* **Data for review**

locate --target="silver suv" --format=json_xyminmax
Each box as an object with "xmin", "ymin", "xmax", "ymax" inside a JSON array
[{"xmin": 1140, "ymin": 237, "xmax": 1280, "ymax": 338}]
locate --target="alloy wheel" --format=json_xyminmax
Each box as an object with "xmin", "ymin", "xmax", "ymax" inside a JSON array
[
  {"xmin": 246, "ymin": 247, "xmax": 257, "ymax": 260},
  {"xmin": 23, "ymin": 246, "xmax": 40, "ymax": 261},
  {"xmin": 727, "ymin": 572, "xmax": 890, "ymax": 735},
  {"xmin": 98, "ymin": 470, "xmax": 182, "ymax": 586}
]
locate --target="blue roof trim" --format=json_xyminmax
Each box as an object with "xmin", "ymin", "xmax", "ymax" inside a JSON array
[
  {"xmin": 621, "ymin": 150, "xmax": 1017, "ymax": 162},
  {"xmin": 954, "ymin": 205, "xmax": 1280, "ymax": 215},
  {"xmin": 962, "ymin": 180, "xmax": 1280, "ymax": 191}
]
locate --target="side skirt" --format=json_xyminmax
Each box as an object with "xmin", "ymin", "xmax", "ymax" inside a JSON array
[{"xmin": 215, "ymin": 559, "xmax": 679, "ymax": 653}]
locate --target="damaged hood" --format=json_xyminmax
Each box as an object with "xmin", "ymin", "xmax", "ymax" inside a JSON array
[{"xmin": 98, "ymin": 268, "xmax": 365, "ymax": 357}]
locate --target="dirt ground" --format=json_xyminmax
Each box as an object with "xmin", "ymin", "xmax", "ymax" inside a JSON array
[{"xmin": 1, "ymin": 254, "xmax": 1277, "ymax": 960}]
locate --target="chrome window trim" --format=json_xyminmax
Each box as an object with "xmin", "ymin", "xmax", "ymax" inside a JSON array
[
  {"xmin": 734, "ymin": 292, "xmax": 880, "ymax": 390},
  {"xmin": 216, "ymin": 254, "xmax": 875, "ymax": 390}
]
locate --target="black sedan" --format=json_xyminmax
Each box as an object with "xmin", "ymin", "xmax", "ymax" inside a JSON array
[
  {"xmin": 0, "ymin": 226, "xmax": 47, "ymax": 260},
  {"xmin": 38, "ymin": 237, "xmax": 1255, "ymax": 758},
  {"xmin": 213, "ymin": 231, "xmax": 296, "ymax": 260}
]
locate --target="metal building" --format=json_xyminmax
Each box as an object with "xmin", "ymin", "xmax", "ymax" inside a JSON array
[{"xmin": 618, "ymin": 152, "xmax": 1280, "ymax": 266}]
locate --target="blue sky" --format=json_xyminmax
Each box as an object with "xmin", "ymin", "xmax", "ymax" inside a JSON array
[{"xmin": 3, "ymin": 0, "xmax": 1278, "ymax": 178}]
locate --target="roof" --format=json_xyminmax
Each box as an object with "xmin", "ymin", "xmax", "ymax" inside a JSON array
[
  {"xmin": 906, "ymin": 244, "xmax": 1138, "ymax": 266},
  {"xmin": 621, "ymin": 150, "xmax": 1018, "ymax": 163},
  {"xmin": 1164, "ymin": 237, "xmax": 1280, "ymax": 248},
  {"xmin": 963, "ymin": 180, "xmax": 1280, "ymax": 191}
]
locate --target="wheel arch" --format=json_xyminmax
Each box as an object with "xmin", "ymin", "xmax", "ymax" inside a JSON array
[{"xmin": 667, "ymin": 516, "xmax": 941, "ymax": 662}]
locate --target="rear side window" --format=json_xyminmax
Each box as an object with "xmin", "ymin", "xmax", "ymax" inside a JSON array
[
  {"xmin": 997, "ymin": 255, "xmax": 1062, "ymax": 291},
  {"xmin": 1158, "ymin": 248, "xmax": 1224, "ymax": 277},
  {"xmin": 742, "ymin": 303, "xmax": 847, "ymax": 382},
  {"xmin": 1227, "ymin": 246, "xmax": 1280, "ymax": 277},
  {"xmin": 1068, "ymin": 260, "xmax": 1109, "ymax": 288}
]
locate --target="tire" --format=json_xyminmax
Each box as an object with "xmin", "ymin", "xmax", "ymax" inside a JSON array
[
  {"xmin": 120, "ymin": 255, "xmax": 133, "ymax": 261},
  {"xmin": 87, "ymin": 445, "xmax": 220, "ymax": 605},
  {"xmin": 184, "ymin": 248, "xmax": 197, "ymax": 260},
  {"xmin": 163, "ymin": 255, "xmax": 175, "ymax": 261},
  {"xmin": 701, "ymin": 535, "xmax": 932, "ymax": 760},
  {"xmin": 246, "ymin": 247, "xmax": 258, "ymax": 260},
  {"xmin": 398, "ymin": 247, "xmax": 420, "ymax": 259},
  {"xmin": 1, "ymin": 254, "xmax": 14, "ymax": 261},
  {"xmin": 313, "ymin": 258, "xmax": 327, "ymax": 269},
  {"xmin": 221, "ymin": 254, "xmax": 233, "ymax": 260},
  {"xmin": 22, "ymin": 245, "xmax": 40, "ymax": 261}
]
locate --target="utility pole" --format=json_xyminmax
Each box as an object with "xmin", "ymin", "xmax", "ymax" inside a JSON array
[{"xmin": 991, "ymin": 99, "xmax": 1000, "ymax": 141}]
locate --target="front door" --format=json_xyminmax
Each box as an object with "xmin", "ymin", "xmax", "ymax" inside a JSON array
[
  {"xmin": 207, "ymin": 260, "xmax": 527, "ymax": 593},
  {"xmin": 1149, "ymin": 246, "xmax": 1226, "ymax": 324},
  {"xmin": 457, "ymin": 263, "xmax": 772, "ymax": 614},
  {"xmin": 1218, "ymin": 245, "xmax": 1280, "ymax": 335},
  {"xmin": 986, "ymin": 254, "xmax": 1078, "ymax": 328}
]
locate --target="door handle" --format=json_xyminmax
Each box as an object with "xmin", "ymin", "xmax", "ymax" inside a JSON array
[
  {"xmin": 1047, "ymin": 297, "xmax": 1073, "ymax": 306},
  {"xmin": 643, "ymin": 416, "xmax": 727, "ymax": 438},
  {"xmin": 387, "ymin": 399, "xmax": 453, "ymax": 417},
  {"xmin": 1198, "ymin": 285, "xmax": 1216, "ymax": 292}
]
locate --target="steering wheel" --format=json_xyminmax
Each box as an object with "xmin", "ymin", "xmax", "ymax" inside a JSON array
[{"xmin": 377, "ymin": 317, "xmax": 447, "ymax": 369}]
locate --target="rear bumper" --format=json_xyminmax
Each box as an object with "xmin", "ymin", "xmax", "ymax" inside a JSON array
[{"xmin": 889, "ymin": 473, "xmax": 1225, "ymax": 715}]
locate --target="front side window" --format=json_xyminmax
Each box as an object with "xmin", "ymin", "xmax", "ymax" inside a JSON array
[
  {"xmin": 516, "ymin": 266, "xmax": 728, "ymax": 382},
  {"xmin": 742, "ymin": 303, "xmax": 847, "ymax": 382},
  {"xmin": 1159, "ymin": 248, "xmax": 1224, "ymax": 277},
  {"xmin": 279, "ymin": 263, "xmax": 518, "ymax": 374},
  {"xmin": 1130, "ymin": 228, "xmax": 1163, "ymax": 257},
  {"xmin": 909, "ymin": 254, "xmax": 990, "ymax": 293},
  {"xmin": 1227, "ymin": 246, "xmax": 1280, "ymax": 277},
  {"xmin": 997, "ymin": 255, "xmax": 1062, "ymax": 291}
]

* **Exercise description**
Please return all of the records exactly as they appear.

* **Task response**
locate --target="silver suv" --format=json_xyminmax
Each box as an object with "xmin", "ymin", "xmax", "ymax" inside a JSON array
[{"xmin": 1140, "ymin": 237, "xmax": 1280, "ymax": 338}]
locate --target="alloy wheel" --format=json_xyminmax
Each box as an object with "xmin", "ymin", "xmax", "ymax" inside a JSON array
[
  {"xmin": 246, "ymin": 247, "xmax": 257, "ymax": 260},
  {"xmin": 23, "ymin": 246, "xmax": 40, "ymax": 261},
  {"xmin": 727, "ymin": 572, "xmax": 890, "ymax": 735},
  {"xmin": 98, "ymin": 470, "xmax": 182, "ymax": 586}
]
locate --target="blue roof trim" --format=json_xyminmax
Each box as an object with "xmin", "ymin", "xmax", "ymax" inside a JSON array
[
  {"xmin": 621, "ymin": 150, "xmax": 1017, "ymax": 162},
  {"xmin": 954, "ymin": 205, "xmax": 1280, "ymax": 215},
  {"xmin": 962, "ymin": 180, "xmax": 1280, "ymax": 191}
]
locate --target="side skirt" --format=json_xyminmax
Each box as an object with "xmin", "ymin", "xmax", "ymax" inside a JSON array
[{"xmin": 215, "ymin": 559, "xmax": 679, "ymax": 653}]
locate --target="damaged hood" --format=json_xyminmax
Each box as an object with "xmin", "ymin", "xmax", "ymax" inside a JSON array
[{"xmin": 98, "ymin": 268, "xmax": 365, "ymax": 357}]
locate --target="dirt ground" --format=json_xyminmax
Each box as an object with "xmin", "ymin", "xmax", "ymax" inside a JSON array
[{"xmin": 1, "ymin": 254, "xmax": 1277, "ymax": 960}]
locate --target="chrome window trim" --format=json_xyminmax
Each box as an object with "xmin", "ymin", "xmax", "ymax" inside a JSON array
[
  {"xmin": 734, "ymin": 292, "xmax": 880, "ymax": 390},
  {"xmin": 216, "ymin": 254, "xmax": 875, "ymax": 390}
]
locate --target="black sedan" --format=json_xyminmax
Each box as an object with "xmin", "ymin", "xmax", "ymax" inside a JSON array
[
  {"xmin": 0, "ymin": 226, "xmax": 47, "ymax": 260},
  {"xmin": 38, "ymin": 237, "xmax": 1255, "ymax": 758},
  {"xmin": 213, "ymin": 231, "xmax": 296, "ymax": 260}
]
locate --target="metal building" --format=json_xyminmax
Each box as an object with "xmin", "ymin", "xmax", "ymax" inside a JSON array
[{"xmin": 618, "ymin": 152, "xmax": 1280, "ymax": 266}]
locate --target="blue sky" --format=json_xyminmax
Each box as an object with "xmin", "ymin", "xmax", "ymax" inside a JSON array
[{"xmin": 3, "ymin": 0, "xmax": 1278, "ymax": 178}]
locate --target="roof" --format=json_xyminmax
Each box as an object with "xmin", "ymin", "xmax", "ymax" inside a JSON array
[
  {"xmin": 906, "ymin": 244, "xmax": 1138, "ymax": 266},
  {"xmin": 621, "ymin": 150, "xmax": 1018, "ymax": 163},
  {"xmin": 1164, "ymin": 237, "xmax": 1280, "ymax": 248},
  {"xmin": 963, "ymin": 180, "xmax": 1280, "ymax": 191}
]
locate --target="wheel arch" --format=json_xyminmax
Each box as an object with "xmin", "ymin", "xmax", "ymax" inside a JSON array
[{"xmin": 667, "ymin": 516, "xmax": 941, "ymax": 662}]
locate --target="rear side window" --format=json_xyminmax
Each box as an object with "xmin", "ymin", "xmax", "ymax" inside a JSON array
[
  {"xmin": 997, "ymin": 255, "xmax": 1062, "ymax": 291},
  {"xmin": 1158, "ymin": 248, "xmax": 1224, "ymax": 277},
  {"xmin": 742, "ymin": 303, "xmax": 847, "ymax": 382},
  {"xmin": 1227, "ymin": 246, "xmax": 1280, "ymax": 277},
  {"xmin": 1068, "ymin": 260, "xmax": 1109, "ymax": 288}
]
locate --target="tire" --format=json_xyminmax
Each box as an object with "xmin", "ymin", "xmax", "ymax" inside a JSON array
[
  {"xmin": 120, "ymin": 255, "xmax": 133, "ymax": 261},
  {"xmin": 87, "ymin": 445, "xmax": 220, "ymax": 605},
  {"xmin": 184, "ymin": 248, "xmax": 197, "ymax": 260},
  {"xmin": 163, "ymin": 255, "xmax": 175, "ymax": 261},
  {"xmin": 701, "ymin": 535, "xmax": 932, "ymax": 760},
  {"xmin": 246, "ymin": 247, "xmax": 258, "ymax": 260},
  {"xmin": 398, "ymin": 247, "xmax": 420, "ymax": 259},
  {"xmin": 1, "ymin": 254, "xmax": 14, "ymax": 261},
  {"xmin": 313, "ymin": 258, "xmax": 327, "ymax": 269},
  {"xmin": 221, "ymin": 254, "xmax": 233, "ymax": 260},
  {"xmin": 22, "ymin": 245, "xmax": 40, "ymax": 261}
]
locate --target="utility pole" --format=json_xyminmax
Each box as an object with "xmin", "ymin", "xmax", "ymax" inside a JSON array
[{"xmin": 991, "ymin": 99, "xmax": 1000, "ymax": 141}]
locate --target="front door" --format=json_xyminmax
Each box as an object with "xmin", "ymin", "xmax", "ymax" inside a JSON array
[
  {"xmin": 207, "ymin": 260, "xmax": 527, "ymax": 593},
  {"xmin": 1149, "ymin": 246, "xmax": 1226, "ymax": 324},
  {"xmin": 457, "ymin": 263, "xmax": 772, "ymax": 614},
  {"xmin": 1218, "ymin": 245, "xmax": 1280, "ymax": 335},
  {"xmin": 986, "ymin": 254, "xmax": 1078, "ymax": 328}
]
locate --target="door handle" --format=json_xyminmax
Each box as an object with "xmin", "ymin", "xmax", "ymax" inside a JSON array
[
  {"xmin": 1047, "ymin": 297, "xmax": 1073, "ymax": 306},
  {"xmin": 643, "ymin": 416, "xmax": 727, "ymax": 438},
  {"xmin": 387, "ymin": 399, "xmax": 453, "ymax": 417},
  {"xmin": 1198, "ymin": 285, "xmax": 1216, "ymax": 292}
]
locate --target="steering wheel" --format=json_xyminmax
Each box as an object with "xmin", "ymin", "xmax", "ymax" inside a JSON array
[{"xmin": 377, "ymin": 317, "xmax": 447, "ymax": 369}]
locate --target="rear bumper" --format=json_xyminmax
Each box as an object with "xmin", "ymin", "xmax", "ymax" inside a JSON array
[{"xmin": 889, "ymin": 473, "xmax": 1225, "ymax": 715}]
locate --target="front side window" --format=json_xyminmax
Each box as an object with "xmin", "ymin", "xmax", "ymax" inside a JSON array
[
  {"xmin": 516, "ymin": 266, "xmax": 728, "ymax": 382},
  {"xmin": 742, "ymin": 303, "xmax": 847, "ymax": 382},
  {"xmin": 1159, "ymin": 248, "xmax": 1224, "ymax": 277},
  {"xmin": 279, "ymin": 263, "xmax": 518, "ymax": 374},
  {"xmin": 1130, "ymin": 228, "xmax": 1163, "ymax": 257},
  {"xmin": 909, "ymin": 254, "xmax": 990, "ymax": 293},
  {"xmin": 1227, "ymin": 246, "xmax": 1280, "ymax": 277},
  {"xmin": 997, "ymin": 255, "xmax": 1062, "ymax": 291}
]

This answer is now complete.